Le pays le plus pauvre de la péninsule arabique, voisin de la puissante monarchie saoudienne, est dévasté par le conflit entre les forces loyales au président Abd Rabbo Mansour Hadi et les Houthis qui ont pris en 2014 la capitale Sanaa (nord) et sont soutenus par l'Iran.
Rival de Téhéran, Ryad intervient depuis 2015 à la tête de la coalition anti-Houthis, sans réussir à empêcher la progression de ces derniers dans le Nord du Yémen.
"Je délègue de manière irréversible mes pleins pouvoirs à ce conseil présidentiel", a déclaré le président yéménite, Hadi dans une déclaration télévisée.
Cette annonce est intervenue au dernier jour des pourparlers sur le Yémen organisés par le Conseil de coopération du Golfe (CCG) à Ryad, siège de cette organisation régionale, sans la présence des rebelles qui ont refusé tout dialogue en territoire "ennemi".
Au Yémen, un cessez-le-feu fragile est toutefois appliqué depuis samedi. Cette trêve arrachée par l'ONU est entrée en vigueur au début du ramadan, le mois du jeûne musulman, une lueur d'espoir pour les Yéménites.
La guerre a causé l'une des tragédies humanitaires les plus graves au monde, faisant des centaines de milliers de morts, des millions de déplacés, et poussant une grande partie de la population au bord de la famine.
Le nouveau conseil présidentiel sera composé de huit membres et sera dirigé par Rashad al-Alimi, un ancien ministre de l'Intérieur et conseiller de M. Hadi. Le président yéménite, réfugié en Arabie saoudite depuis 2015, a également annoncé avoir limogé le vice-président Ali Mohsen al-Ahmar.
Dans un communiqué, les six pays du Golfe membres du CCG ont "salué" l'annonce de M. Hadi, dont il n'est pas clair s'il conservera un poste honorifique de président ou s'il se retirera de la vie politique.
- "Faible, incompétent, illégitime" -
Dans son discours jeudi, M. Hadi a annoncé que le nouveau conseil avait pour fonction de "négocier avec les Houthis pour un cessez-le-feu permanent".

★ ★ ★ ★

[Exercices]
[A] Dans l'extrait sur le Yémen, pourquoi les pourparlers organisés à Ryad se sont-ils tenus sans les rebelles ?
[B] Prolongez l'extrait sur le Yémen à partir de sa dernière phrase.

★ ★ ★ ★

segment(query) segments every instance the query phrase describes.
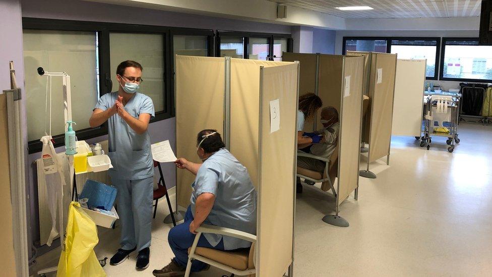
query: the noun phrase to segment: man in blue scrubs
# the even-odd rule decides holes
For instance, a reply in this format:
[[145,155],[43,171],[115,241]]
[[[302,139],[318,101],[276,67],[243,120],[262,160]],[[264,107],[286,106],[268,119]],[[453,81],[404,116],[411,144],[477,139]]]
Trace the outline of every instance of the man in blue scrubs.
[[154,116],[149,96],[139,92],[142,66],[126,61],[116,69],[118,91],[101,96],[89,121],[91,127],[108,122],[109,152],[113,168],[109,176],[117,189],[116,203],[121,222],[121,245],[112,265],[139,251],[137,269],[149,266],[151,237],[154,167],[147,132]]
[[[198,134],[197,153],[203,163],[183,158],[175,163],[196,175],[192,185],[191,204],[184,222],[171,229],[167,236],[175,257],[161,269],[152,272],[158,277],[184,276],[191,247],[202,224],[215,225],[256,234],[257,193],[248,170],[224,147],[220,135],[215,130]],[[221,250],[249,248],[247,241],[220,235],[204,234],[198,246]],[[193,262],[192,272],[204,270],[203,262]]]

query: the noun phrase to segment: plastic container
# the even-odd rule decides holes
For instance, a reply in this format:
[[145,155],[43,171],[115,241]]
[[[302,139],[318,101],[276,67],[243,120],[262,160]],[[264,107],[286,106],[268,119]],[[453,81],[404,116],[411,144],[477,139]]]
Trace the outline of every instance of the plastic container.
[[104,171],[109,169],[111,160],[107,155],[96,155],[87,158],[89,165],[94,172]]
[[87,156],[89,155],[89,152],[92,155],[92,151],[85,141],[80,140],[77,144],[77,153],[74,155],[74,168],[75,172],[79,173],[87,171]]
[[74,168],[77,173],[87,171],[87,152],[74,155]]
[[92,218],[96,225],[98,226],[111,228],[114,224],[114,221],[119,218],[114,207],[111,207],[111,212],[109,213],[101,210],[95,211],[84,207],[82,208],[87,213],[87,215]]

★ ★ ★ ★

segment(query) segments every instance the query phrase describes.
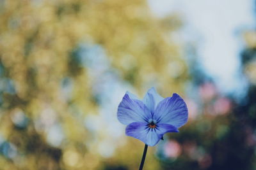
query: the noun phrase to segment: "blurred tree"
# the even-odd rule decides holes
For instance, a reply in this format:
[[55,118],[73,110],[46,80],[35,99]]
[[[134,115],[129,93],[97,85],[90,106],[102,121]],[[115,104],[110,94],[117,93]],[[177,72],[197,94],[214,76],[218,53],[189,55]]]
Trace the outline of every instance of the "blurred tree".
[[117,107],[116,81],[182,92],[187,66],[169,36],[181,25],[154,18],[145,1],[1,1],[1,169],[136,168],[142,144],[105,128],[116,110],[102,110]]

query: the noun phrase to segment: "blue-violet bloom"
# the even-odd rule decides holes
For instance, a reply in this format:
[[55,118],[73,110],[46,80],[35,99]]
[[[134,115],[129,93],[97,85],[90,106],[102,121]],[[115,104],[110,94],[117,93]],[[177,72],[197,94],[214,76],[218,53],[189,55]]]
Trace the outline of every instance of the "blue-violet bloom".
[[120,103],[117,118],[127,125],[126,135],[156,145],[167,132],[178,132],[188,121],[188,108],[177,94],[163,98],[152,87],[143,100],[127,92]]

★ ★ ★ ★

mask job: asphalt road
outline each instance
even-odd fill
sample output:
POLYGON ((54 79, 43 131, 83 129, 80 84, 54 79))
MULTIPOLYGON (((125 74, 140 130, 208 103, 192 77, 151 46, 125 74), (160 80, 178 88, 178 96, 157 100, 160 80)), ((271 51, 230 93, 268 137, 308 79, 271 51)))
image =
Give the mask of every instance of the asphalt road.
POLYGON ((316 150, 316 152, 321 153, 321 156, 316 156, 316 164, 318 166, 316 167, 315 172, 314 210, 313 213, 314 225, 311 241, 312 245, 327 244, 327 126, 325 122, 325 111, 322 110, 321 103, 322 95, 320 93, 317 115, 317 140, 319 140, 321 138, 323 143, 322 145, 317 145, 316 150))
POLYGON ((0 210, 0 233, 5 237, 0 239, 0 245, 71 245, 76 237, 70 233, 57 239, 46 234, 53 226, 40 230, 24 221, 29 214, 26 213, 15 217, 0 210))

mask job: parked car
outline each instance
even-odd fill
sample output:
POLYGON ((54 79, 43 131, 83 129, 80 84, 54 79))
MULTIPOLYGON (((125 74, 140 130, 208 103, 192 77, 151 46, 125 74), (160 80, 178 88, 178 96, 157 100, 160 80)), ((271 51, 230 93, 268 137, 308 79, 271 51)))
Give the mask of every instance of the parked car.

★ ★ ★ ★

[Corrigé des exercices]
[A] Les pourparlers se sont tenus sans les rebelles parce que ceux-ci ont refusé tout dialogue en territoire « ennemi ». Or Ryad est la capitale de l'Arabie saoudite, qui dirige depuis 2015 la coalition anti-Houthis.

[B]
"Le statu quo ne menait nulle part. Un changement important devait arriver pour mettre les parties en conflit sur la voie d'un processus politique", a estimé Elisabeth Kendall, chercheuse à l'Université d'Oxford. Selon elle, "ce transfert des pouvoirs présidentiels pourrait être ce changement".
"On pense souvent à tort qu'être anti-Houthis signifie être pro-gouvernement. Sous M. Hadi, ce n'était pas le cas. Le gouvernement Hadi était faible, incompétent et dépourvu de légitimité", a déclaré Mme Kendall à l'AFP.
Arrivé au pouvoir en 2012 avec avec 99,8% des voix dans une élection où il était le seul candidat, M. Hadi n'avait jamais réussi à s'imposer au Yémen, ayant fui le Nord après l'offensive des Houthis et étant contesté au Sud par ses alliés, les séparatistes qui l'accusent de corruption et de connivence avec les Frères musulmans.
En 2018, les séparatistes du Sud se retournent même contre les forces gouvernementales à Aden, devenue "capitale provisoire". Acteurs clé de la coalition anti-Houthis, les Emirats arabes unis, particulièrement proches des séparatistes, aident l'Arabie saoudite à calmer la situation. Mais pour nombre d'observateurs, Abou Dhabi ne pardonne pas à M. Hadi ses liens avec les Frères musulmans.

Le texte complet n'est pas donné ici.